§ **WRITTEN EXERCISE 1**:
Answer these from the forum thread on the inequality:
(a) In Answer 1, what is done to the inequality before rearranging and factorizing?
(b) What substitution does Answer 2 start with?
(c) Which inequality does Answer 2 use to finish its proof?
§ **WRITTEN EXERCISE 2**:
Duplicate the records between the line holding "query: the noun phrase to segment: <item>evergreen" and the line holding "138], [65, 140]]]", inclusive.

-- begin TEXT EXCERPT --

Let $a> 0, b> 0$. Prove that: $\frac{{{a}^{2}}}{b}+\frac{{{b}^{2}}}{a}+7\left( a+b \right)\ge 8\sqrt{2\left( {{a}^{2}}+{{b}^{2}} \right)}$

Question

Let $a> 0, b> 0$. Prove that: $$\frac{{{a}^{2}}}{b}+\frac{{{b}^{2}}}{a}+7\left( a+b \right)\ge 8\sqrt{2\left( {{a}^{2}}+{{b}^{2}} \right)}$$ My answer is:

Please give other interesting answers.

Answer 1

after squaring (all is positive) and rearranging and factorizing we get $${\frac { \left( {a}^{2}+18\,ab+{b}^{2} \right) \left( a-b \right) ^{4 }}{{a}^{2}{b}^{2}}} \geq 0$$ which is true.

Answer 2

Let $a^2+b^2=2tab$.

Hence, we need to prove that $$\frac{\sqrt{a^2+b^2+2ab}(a^2+b^2-ab)}{ab}+7\sqrt{a^2+b^2+2ab}\geq8\sqrt{2(a^2+b^2)}$$ or $$\sqrt{2(t+1)}(2t-1)+7\sqrt{2(t+1)}\geq16\sqrt{t}$$ or $$(t+3)\sqrt{2(t+1)}\geq8\sqrt{t},$$ which is true by AM-GM: $$(t+3)\sqrt{2(t+1)}\geq4\sqrt[4]{t\cdot1^3}\sqrt{4\sqrt{t}}=8\sqrt{t}.$$ Done!

Answer 3

$$\frac{a^{2}}{b}+ \frac{b^{2}}{a}+ 7\left ( a+ b \right )= \left ( a+ b \right )\left [ \frac{\left ( a+ b \right )^{2}}{ab}+ \frac{16ab}{\left ( a+ b \right )^{2}}- \frac{16ab}{\left ( a+ b \right )^{2}}+ 4\right ]$$ $$\geq \left ( a+ b \right )\left [ 8- \frac{16ab}{\left ( a+ b \right )^{2}}+ 4 \right ]= 4\left ( a+ b \right )\left [ \frac{2\left ( a^{2}+ b^{2} \right )}{\left ( a+ b \right )^{2}}+ 1 \right ]\geq 8\sqrt{2\left ( a^{2}+ b^{2} \right )}$$

-- end TEXT EXCERPT --
-- begin DATA IN THIS EXERCISE --

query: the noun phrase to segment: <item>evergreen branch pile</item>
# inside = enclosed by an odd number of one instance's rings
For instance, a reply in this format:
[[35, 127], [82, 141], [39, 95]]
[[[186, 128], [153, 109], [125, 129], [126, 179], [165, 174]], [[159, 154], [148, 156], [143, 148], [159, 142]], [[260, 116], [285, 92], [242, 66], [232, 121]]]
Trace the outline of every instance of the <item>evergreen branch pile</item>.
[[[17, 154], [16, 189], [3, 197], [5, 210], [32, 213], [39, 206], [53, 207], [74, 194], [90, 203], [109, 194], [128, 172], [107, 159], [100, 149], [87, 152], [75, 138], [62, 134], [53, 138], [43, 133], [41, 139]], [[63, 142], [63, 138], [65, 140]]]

-- end DATA IN THIS EXERCISE --
-- begin DATA IN THIS EXERCISE --

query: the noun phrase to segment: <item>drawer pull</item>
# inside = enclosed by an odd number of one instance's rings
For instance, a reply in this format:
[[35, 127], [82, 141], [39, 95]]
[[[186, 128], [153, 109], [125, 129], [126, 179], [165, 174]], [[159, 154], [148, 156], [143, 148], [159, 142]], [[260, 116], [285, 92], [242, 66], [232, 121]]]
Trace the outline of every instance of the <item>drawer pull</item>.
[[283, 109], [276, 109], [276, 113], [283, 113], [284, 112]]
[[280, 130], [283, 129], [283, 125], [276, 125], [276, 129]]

-- end DATA IN THIS EXERCISE --

§ **REPLY 1**:
(a) It is squared (all terms are positive).
(b) $a^2+b^2=2tab$.
(c) AM-GM.

§ **REPLY 2**:
query: the noun phrase to segment: <item>evergreen branch pile</item>
# inside = enclosed by an odd number of one instance's rings
For instance, a reply in this format:
[[35, 127], [82, 141], [39, 95]]
[[[186, 128], [153, 109], [125, 129], [126, 179], [165, 174]], [[159, 154], [148, 156], [143, 148], [159, 142]], [[260, 116], [285, 92], [242, 66], [232, 121]]]
Trace the outline of every instance of the <item>evergreen branch pile</item>.
[[[17, 154], [16, 189], [3, 197], [5, 210], [32, 213], [39, 206], [53, 207], [74, 194], [90, 203], [109, 194], [128, 172], [107, 159], [100, 149], [87, 152], [75, 138], [62, 134], [53, 138], [43, 133], [41, 139]], [[63, 142], [63, 138], [65, 140]]]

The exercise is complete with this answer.